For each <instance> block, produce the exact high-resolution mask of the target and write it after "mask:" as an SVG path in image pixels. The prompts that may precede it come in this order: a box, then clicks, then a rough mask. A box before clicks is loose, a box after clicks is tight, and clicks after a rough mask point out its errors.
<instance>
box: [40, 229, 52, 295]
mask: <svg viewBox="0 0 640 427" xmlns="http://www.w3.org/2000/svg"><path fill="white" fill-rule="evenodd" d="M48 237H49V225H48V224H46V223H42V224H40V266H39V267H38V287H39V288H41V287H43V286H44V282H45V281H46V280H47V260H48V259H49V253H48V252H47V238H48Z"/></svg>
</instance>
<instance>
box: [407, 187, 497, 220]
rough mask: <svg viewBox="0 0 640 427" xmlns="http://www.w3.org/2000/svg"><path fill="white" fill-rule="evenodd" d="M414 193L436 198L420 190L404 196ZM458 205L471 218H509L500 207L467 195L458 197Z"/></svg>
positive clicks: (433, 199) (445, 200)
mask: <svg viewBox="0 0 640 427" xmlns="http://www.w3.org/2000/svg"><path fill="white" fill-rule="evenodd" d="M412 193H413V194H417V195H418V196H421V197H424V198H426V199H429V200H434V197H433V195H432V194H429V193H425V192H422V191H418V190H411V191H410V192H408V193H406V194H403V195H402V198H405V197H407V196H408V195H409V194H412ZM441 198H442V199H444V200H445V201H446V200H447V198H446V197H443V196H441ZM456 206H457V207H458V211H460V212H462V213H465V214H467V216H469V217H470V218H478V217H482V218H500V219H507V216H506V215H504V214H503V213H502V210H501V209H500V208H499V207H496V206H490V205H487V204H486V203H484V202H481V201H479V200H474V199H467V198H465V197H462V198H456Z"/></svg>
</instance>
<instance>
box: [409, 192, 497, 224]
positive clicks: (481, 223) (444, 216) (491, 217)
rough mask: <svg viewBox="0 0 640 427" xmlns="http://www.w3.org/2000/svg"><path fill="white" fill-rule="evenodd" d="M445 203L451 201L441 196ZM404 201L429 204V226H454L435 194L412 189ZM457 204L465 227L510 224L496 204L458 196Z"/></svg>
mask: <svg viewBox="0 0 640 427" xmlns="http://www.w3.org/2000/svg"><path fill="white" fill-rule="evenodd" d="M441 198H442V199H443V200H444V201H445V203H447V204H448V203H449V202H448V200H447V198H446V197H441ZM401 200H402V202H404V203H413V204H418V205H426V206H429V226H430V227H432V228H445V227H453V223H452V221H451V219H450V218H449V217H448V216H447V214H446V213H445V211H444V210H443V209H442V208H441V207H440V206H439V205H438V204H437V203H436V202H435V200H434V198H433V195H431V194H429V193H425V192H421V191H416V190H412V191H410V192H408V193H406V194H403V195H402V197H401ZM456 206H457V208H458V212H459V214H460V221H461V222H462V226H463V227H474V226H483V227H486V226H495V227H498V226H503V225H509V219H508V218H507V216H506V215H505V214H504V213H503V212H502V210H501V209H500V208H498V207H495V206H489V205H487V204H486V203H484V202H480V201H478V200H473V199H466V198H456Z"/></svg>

Exercise requirements:
Copy all the entries exactly.

Exercise result:
For each <instance> block, produce the exact high-resolution mask of the target and write it after "mask:" as an SVG path in image pixels. The prompts that may precede it come in this order: a box, then clicks, then a rough mask. A box before clicks is loose, a box after clicks is tight, and clicks after a rough mask point out its errors.
<instance>
box: [40, 229, 52, 295]
mask: <svg viewBox="0 0 640 427" xmlns="http://www.w3.org/2000/svg"><path fill="white" fill-rule="evenodd" d="M48 237H49V225H48V224H46V223H42V224H40V266H39V267H38V287H39V288H41V287H43V286H44V282H45V281H46V280H47V260H48V259H49V253H48V252H47V238H48Z"/></svg>
</instance>
<instance>
box: [407, 187, 497, 220]
rough mask: <svg viewBox="0 0 640 427" xmlns="http://www.w3.org/2000/svg"><path fill="white" fill-rule="evenodd" d="M414 193L436 198L420 190L404 196ZM458 205L471 218H509L500 207L467 195L458 197Z"/></svg>
positive clicks: (433, 199) (445, 200)
mask: <svg viewBox="0 0 640 427" xmlns="http://www.w3.org/2000/svg"><path fill="white" fill-rule="evenodd" d="M412 193H413V194H417V195H418V196H421V197H424V198H426V199H429V200H434V197H433V195H432V194H429V193H425V192H422V191H418V190H411V191H410V192H408V193H406V194H403V195H402V198H405V197H407V196H408V195H409V194H412ZM441 198H442V199H444V200H445V201H446V200H447V198H446V197H443V196H441ZM456 206H457V207H458V211H460V212H462V213H465V214H467V216H469V217H470V218H478V217H482V218H500V219H507V216H506V215H504V214H503V213H502V210H501V209H500V208H499V207H496V206H490V205H487V204H486V203H484V202H481V201H479V200H474V199H467V198H465V197H462V198H456Z"/></svg>
</instance>
<instance>
box: [409, 192, 497, 224]
positive clicks: (481, 223) (444, 216) (491, 217)
rough mask: <svg viewBox="0 0 640 427" xmlns="http://www.w3.org/2000/svg"><path fill="white" fill-rule="evenodd" d="M445 203L451 201L441 196ZM404 201L429 204V226H454L435 194L412 189ZM457 204L465 227L510 224L496 204L458 196Z"/></svg>
mask: <svg viewBox="0 0 640 427" xmlns="http://www.w3.org/2000/svg"><path fill="white" fill-rule="evenodd" d="M441 198H442V199H443V200H444V201H445V203H447V204H448V203H449V202H448V200H447V198H446V197H441ZM401 200H402V202H404V203H413V204H418V205H426V206H429V226H430V227H432V228H445V227H453V223H452V221H451V219H450V218H449V217H448V216H447V214H446V213H445V211H444V210H443V209H442V208H441V207H440V206H439V205H438V204H437V203H436V202H435V200H434V198H433V195H431V194H429V193H425V192H421V191H416V190H412V191H410V192H408V193H406V194H403V195H402V197H401ZM456 206H457V208H458V212H459V214H460V221H461V222H462V226H463V227H474V226H483V227H486V226H495V227H498V226H503V225H509V219H508V218H507V216H506V215H505V214H504V213H503V212H502V210H501V209H500V208H498V207H495V206H489V205H487V204H486V203H484V202H480V201H478V200H473V199H466V198H456Z"/></svg>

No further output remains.